Blau graduated from Forest Hills High School in Queens in 1963, after which she entered Cornell University and received her B.S. in industrial and labor relations in 1966. She received her M.A. in economics from Harvard University in 1969 and her Ph.D. in economics from the same university in 1975.

Blau is married to Lawrence M. Kahn, also an economics professor at Cornell University. Together they have two children.

==Career==
Blau is currently the Frances Perkins Professor of Industrial and Labor Relations and Professor of Economics at Cornell University. Before coming to Cornell in 1994, she was an assistant, associate, and professor of Economics and Labor and Industrial Relations at the University of Illinois at Urbana-Champaign where she joined the faculty in 1975. Prior to that, she was a research associate at Ohio State University and a visiting lecturer at Yale University.

Blau is a research associate at the National Bureau of Economic Research, a research fellow at the Institute for the Study of Labor (IZA), and a research fellow at the Center for Economic Studies. She is a fellow of the Society of Labor Economists, the American Academy of Political and Social Science, and the Labor and Employment Relations Association. She is also a fellow at the Center for the Study of Poverty and Inequality (Stanford University) and a research fellow at the Compensation Research Initiative (Cornell University).

She has served as vice president of the American Economic Association, president of the Society of Labor Economists, the Labor and Employment Relations Association, and the Midwest Economics Association. She is an associate editor of Labour Economics and was formerly an editor of the Journal of Labor Economics and an associate editor of the Journal of Economic Perspectives. She serves or has served on numerous editorial boards, including the American Economic Review, the Journal of Labor Economics, the Journal of Economic Perspectives, the ILR Review, the Journal of Labor Research, and The Annals of the American Academy of Political and Social Science, among others.
************
WHAT THE TASK REQUIRES:
Please copy the passage from the Blau biography above, starting at "Blau is a research" and ending at "Initiative (Cornell University).".
************
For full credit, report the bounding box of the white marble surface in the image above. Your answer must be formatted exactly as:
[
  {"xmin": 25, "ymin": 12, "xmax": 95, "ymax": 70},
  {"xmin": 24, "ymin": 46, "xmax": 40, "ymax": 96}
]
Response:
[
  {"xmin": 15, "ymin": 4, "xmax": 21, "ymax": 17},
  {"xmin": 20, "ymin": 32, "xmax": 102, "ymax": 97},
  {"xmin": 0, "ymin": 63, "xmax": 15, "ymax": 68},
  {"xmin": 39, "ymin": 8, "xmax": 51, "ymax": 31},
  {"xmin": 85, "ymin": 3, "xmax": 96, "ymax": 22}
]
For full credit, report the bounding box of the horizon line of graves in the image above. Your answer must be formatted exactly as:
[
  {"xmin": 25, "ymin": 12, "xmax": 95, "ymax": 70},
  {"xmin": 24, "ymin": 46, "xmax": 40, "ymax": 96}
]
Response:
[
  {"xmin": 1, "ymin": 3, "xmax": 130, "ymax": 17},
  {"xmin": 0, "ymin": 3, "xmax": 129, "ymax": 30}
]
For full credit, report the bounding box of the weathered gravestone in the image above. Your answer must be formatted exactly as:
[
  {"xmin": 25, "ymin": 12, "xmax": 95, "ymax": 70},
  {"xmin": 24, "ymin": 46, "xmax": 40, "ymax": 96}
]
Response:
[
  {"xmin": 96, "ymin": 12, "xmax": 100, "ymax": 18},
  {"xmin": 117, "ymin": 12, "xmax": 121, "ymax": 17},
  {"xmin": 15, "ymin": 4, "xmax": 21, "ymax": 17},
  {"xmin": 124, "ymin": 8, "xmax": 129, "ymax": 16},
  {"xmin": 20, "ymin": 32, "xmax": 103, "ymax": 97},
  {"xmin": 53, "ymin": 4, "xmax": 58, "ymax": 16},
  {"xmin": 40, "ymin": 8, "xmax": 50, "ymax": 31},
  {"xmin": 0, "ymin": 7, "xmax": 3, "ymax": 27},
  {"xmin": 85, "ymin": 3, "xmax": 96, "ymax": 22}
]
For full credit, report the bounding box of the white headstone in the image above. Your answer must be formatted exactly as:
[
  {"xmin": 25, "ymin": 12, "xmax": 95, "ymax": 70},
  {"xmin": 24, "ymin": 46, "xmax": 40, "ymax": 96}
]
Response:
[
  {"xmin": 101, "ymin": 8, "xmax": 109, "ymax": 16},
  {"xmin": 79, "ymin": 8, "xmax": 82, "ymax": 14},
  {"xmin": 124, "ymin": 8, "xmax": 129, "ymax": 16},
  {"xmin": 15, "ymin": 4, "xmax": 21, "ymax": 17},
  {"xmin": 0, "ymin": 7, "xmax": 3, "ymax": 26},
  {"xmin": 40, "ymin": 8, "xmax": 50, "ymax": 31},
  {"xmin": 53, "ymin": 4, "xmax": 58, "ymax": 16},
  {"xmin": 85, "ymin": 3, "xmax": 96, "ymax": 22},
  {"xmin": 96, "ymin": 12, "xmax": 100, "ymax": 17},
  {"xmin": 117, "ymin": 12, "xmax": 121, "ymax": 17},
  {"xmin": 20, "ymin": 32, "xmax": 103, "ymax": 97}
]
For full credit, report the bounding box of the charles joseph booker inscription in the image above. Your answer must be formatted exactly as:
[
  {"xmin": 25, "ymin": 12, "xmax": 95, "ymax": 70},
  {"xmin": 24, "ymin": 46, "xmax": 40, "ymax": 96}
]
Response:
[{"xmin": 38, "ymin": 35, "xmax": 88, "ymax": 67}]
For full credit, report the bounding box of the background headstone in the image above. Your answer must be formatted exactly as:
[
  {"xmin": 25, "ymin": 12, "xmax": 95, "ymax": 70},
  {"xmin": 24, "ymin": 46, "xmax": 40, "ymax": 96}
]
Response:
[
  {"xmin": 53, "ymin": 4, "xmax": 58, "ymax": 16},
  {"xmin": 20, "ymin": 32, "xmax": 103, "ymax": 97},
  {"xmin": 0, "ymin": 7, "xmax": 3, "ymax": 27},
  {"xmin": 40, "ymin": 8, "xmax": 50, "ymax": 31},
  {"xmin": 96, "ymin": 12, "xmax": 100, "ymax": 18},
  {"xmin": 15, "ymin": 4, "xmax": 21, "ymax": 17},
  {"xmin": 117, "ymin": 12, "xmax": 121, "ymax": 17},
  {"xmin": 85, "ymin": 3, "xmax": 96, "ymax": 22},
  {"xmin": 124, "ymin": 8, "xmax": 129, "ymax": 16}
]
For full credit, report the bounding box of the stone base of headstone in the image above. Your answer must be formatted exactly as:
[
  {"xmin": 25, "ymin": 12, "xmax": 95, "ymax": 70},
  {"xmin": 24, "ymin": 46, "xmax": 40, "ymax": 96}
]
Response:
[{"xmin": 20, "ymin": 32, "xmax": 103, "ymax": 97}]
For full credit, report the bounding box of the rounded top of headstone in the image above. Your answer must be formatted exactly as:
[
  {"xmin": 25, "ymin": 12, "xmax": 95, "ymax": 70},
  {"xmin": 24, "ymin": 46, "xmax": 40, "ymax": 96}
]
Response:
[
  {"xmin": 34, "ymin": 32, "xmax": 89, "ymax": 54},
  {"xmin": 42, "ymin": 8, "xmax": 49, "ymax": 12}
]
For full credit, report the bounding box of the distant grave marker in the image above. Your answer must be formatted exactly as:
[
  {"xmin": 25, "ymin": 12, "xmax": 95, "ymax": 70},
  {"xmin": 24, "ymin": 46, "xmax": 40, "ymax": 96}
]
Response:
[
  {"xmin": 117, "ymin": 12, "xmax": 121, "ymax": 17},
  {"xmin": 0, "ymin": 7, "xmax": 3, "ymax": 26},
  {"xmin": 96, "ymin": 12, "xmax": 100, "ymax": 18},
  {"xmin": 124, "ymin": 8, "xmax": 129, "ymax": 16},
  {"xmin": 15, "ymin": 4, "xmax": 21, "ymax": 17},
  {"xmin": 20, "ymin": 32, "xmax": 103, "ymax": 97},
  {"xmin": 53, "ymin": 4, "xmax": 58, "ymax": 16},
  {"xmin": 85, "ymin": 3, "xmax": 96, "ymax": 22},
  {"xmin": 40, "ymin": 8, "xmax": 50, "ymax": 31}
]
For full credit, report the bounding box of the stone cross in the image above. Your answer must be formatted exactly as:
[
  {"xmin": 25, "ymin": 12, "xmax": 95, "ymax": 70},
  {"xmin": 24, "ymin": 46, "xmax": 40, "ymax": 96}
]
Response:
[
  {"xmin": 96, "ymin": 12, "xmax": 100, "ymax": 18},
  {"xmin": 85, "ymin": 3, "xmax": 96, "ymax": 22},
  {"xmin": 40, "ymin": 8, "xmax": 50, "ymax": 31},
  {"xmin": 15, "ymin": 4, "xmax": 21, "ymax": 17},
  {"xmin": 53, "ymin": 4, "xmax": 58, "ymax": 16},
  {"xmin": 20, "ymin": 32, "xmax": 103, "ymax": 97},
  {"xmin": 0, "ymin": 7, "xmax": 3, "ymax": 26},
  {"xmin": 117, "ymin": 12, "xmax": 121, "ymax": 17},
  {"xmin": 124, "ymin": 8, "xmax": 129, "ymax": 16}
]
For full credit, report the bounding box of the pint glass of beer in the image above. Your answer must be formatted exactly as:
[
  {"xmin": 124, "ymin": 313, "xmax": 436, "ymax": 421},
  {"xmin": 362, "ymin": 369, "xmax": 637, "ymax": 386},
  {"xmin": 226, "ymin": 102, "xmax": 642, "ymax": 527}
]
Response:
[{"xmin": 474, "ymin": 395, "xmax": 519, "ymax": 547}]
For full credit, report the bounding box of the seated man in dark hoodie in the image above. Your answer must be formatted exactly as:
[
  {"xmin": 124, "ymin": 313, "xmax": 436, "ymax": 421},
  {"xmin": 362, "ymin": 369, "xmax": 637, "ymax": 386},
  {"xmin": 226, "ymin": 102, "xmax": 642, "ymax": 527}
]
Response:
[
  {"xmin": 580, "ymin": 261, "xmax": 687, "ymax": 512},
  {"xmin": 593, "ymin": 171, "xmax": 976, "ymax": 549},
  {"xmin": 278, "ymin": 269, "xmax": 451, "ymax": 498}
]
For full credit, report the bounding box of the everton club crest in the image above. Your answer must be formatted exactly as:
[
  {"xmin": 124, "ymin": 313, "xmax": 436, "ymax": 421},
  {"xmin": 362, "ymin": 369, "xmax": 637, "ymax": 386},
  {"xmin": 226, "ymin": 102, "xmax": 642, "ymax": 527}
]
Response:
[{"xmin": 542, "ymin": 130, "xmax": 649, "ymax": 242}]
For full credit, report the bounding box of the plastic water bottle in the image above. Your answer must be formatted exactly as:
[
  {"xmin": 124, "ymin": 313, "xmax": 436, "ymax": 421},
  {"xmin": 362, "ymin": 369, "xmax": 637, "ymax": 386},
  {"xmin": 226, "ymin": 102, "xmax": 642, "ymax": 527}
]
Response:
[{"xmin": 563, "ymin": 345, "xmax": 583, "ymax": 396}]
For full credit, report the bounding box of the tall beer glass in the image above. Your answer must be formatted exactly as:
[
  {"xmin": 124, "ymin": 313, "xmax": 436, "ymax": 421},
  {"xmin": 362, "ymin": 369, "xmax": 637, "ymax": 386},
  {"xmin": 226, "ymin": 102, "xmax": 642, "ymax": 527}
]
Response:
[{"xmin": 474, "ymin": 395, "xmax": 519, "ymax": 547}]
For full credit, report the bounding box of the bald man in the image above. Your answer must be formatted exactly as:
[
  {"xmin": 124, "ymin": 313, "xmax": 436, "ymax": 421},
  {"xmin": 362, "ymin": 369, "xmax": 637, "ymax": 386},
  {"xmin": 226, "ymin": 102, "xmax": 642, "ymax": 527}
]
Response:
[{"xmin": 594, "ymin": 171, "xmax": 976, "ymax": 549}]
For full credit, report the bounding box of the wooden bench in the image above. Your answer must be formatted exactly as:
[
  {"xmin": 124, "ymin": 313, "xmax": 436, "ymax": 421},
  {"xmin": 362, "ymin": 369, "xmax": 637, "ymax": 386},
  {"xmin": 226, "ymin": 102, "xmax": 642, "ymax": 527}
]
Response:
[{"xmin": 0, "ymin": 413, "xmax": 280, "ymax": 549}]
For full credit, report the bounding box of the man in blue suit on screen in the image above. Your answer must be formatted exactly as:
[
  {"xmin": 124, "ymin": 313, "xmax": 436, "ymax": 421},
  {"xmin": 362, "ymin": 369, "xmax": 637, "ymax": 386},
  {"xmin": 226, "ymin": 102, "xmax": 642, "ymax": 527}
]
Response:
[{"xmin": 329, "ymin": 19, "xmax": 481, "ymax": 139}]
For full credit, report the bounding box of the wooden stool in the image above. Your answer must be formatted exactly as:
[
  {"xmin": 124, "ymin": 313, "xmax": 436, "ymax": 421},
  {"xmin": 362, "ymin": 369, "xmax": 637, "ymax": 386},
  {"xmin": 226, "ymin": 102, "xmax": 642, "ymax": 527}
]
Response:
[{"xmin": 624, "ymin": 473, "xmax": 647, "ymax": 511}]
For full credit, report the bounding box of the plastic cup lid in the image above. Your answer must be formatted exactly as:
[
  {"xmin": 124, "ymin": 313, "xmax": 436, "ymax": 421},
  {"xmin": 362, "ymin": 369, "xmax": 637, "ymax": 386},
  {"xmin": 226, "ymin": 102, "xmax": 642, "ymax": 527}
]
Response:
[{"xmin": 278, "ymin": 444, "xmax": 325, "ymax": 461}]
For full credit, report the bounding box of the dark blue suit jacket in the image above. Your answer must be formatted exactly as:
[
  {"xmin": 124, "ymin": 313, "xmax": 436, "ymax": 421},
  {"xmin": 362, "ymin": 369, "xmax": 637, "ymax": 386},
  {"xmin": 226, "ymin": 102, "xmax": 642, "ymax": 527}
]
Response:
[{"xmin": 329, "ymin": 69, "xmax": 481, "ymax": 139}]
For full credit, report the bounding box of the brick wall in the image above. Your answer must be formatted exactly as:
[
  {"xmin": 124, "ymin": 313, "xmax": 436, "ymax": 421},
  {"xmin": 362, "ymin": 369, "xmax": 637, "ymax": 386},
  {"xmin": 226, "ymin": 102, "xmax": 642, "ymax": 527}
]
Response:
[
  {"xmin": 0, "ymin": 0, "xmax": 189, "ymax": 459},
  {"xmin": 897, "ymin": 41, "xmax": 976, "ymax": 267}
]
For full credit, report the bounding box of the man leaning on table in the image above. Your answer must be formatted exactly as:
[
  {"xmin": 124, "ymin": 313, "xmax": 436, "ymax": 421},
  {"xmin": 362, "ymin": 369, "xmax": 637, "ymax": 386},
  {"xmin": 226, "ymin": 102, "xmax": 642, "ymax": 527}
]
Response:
************
SOLUTION:
Blau is a research associate at the National Bureau of Economic Research, a research fellow at the Institute for the Study of Labor (IZA), and a research fellow at the Center for Economic Studies. She is a fellow of the Society of Labor Economists, the American Academy of Political and Social Science, and the Labor and Employment Relations Association. She is also a fellow at the Center for the Study of Poverty and Inequality (Stanford University) and a research fellow at the Compensation Research Initiative (Cornell University).